[Point-per-instance localization data]
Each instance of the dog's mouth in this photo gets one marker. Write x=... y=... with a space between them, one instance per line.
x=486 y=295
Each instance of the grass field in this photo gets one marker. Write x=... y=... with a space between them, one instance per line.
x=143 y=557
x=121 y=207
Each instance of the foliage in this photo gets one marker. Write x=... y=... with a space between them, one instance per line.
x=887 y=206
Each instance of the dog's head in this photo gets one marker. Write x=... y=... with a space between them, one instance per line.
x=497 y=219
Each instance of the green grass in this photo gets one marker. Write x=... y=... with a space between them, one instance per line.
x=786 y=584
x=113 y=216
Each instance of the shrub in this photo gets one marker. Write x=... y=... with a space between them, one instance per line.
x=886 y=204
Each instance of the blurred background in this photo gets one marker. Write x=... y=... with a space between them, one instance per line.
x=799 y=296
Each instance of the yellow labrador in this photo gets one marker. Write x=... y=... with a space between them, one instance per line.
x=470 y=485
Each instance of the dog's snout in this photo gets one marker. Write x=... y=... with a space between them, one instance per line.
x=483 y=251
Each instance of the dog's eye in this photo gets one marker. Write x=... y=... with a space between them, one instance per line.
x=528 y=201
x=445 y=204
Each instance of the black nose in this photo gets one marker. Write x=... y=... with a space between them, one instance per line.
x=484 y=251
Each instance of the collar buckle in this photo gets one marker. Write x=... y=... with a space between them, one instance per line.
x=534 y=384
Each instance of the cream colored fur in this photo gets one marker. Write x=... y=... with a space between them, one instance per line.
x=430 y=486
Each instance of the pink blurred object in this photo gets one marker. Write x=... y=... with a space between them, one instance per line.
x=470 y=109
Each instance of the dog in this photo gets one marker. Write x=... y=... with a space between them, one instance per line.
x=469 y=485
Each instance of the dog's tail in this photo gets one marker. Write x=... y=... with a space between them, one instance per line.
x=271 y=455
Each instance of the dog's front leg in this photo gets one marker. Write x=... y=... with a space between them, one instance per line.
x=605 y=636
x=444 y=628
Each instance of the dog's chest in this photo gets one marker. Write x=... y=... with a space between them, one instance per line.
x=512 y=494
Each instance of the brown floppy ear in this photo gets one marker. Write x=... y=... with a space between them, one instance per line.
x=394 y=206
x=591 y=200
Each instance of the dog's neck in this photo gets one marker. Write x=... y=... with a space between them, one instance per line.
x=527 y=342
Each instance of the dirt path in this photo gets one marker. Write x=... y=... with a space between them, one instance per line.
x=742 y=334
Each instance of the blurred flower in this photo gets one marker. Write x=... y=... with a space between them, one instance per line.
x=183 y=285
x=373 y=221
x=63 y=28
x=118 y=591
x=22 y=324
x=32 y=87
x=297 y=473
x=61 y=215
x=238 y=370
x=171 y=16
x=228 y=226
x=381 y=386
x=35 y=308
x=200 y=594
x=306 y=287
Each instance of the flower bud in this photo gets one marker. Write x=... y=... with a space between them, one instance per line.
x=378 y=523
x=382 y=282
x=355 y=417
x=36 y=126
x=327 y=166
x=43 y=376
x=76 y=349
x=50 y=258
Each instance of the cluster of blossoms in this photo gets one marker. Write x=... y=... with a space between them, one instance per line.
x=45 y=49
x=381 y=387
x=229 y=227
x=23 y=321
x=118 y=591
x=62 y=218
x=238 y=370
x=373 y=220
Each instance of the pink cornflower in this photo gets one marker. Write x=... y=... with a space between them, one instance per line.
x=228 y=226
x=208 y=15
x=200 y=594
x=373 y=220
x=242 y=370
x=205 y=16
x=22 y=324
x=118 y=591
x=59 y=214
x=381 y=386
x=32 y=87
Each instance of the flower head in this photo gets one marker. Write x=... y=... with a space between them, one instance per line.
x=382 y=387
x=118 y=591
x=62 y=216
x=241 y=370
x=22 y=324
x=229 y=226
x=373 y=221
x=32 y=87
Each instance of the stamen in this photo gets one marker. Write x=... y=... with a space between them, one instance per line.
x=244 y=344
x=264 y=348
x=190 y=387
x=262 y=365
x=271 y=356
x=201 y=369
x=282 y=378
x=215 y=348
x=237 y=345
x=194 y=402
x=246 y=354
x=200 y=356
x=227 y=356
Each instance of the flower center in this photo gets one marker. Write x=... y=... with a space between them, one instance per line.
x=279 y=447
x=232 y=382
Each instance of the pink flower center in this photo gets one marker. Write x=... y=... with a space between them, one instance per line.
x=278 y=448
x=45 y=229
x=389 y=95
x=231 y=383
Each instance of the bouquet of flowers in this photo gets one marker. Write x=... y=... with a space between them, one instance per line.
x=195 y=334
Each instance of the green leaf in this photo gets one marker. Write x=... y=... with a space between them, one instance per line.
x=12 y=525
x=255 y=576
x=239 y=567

Problem description
Reproduce all the data word for word.

Exercise solution
Each instance of the dog's mouth in this photo gets one marker. Write x=... y=... with a space between them, one instance per line.
x=486 y=295
Each instance of the grass field in this photo gets one marker. Write x=... y=... with a space between them, one instance per line.
x=143 y=557
x=121 y=207
Each instance of the foliage in this photo gets one marker. Write x=... y=... with a space between them, one instance per line.
x=887 y=206
Each instance of the dog's head in this photo gets one marker. Write x=... y=... with a space between them, one instance per line.
x=497 y=219
Each instance of the green grass in this photo gets one marker. Write x=... y=... with a space between them, one instance per line.
x=786 y=584
x=113 y=216
Each instance of the shrub in this photo gets one marker. Write x=... y=... with a space between them, one instance per line.
x=886 y=204
Each instance of the blurred background in this photo gets one marker. Write x=... y=... with a space between them, one instance per line.
x=799 y=296
Each instance of the yellow labrador in this photo gets one marker. Write x=... y=... with a space between them, one instance per line.
x=470 y=485
Each instance of the dog's snout in this photo gets one marker. Write x=... y=... with a space between them, one instance per line.
x=483 y=251
Each instance of the dog's eye in this photo gets one marker. Write x=... y=... with a space between them, one instance per line.
x=528 y=201
x=445 y=204
Each instance of the black nose in this photo gets one marker. Write x=... y=... with a space between them, one instance per line.
x=484 y=251
Each instance of the collar buckle in this photo gets one marker. Write x=... y=... with a space between them, one instance per line.
x=534 y=384
Each instance of the cream colored fur in this photo gets one marker. Write x=... y=... with a space between them, one instance per line.
x=430 y=486
Each instance of the pink blurred object in this photo gets one marker. Write x=... y=... with a space between them, one instance per line.
x=470 y=109
Each instance of the dog in this photo gets one marker. Write x=... y=... with a space between them, one instance per line.
x=469 y=485
Each instance of the dog's tail in this photo gets one marker. Write x=... y=... with a space between them, one instance per line.
x=271 y=455
Each instance of the dog's front leg in this photo gets one marker. Write x=... y=... with a space between them, one instance per line.
x=605 y=636
x=444 y=628
Each instance of the dog's chest in this photo gets one marker. Write x=... y=... with a space between them, one instance per line.
x=512 y=494
Each instance of the brown floppy ear in this photo gets one marker. Write x=... y=... with a space between them, one instance per line.
x=394 y=206
x=591 y=200
Each instance of the dog's neck in this photo gets one marker. Write x=... y=... with a space between them, one instance per line.
x=527 y=342
Each instance of the dirt path in this photo gets one marker. Write x=... y=... with a space between them, one instance per line.
x=742 y=334
Each instance of the blurred flower in this photo gets one marker. Write x=... y=... with a space between them, one instance per line.
x=183 y=285
x=373 y=221
x=63 y=28
x=118 y=591
x=22 y=324
x=32 y=87
x=297 y=473
x=61 y=215
x=238 y=370
x=171 y=16
x=228 y=226
x=381 y=386
x=35 y=308
x=200 y=594
x=306 y=287
Each instance of the flower bud in this photo gets one marker. Write x=... y=... with a space between them, one instance per line.
x=378 y=523
x=382 y=282
x=355 y=417
x=36 y=126
x=327 y=166
x=43 y=376
x=76 y=349
x=50 y=258
Each instance of the cluster of blossoms in this photo gets one marker. Write x=... y=... with a space between them, one instance per line.
x=45 y=49
x=381 y=387
x=229 y=227
x=23 y=321
x=118 y=591
x=62 y=218
x=238 y=370
x=373 y=220
Each instance of the pink cornflower in this photo gets one marker. Write x=... y=... with a space between them, one instance per line.
x=228 y=226
x=208 y=15
x=200 y=594
x=373 y=220
x=242 y=370
x=205 y=16
x=22 y=324
x=118 y=591
x=59 y=214
x=381 y=386
x=32 y=87
Each instance of the flower head in this photo gets one marker. Write x=... y=... with a space between them, one instance per line.
x=382 y=387
x=118 y=591
x=62 y=216
x=241 y=370
x=22 y=324
x=229 y=226
x=373 y=221
x=32 y=87
Each instance of the stamen in this photo gets one marker. Write x=... y=... with a space between them, one instance per line.
x=244 y=344
x=264 y=348
x=190 y=387
x=262 y=365
x=271 y=356
x=201 y=369
x=282 y=378
x=215 y=348
x=237 y=345
x=194 y=402
x=246 y=354
x=200 y=356
x=227 y=356
Each instance of the flower center in this photo gets one marker. Write x=... y=... with a space between them, one instance per line.
x=279 y=447
x=232 y=382
Each instance of the pink flower center in this photo gets one marker. Write x=... y=... with a space between them, one instance per line.
x=278 y=448
x=45 y=229
x=389 y=95
x=231 y=383
Each instance of the bouquet of flowers in this photo gets one marker. Write x=... y=... with a space between them, one instance per line.
x=195 y=334
Each instance of the green leaf in this photo gets one marker. Write x=... y=... with a space between them, one instance per line.
x=12 y=525
x=255 y=576
x=239 y=567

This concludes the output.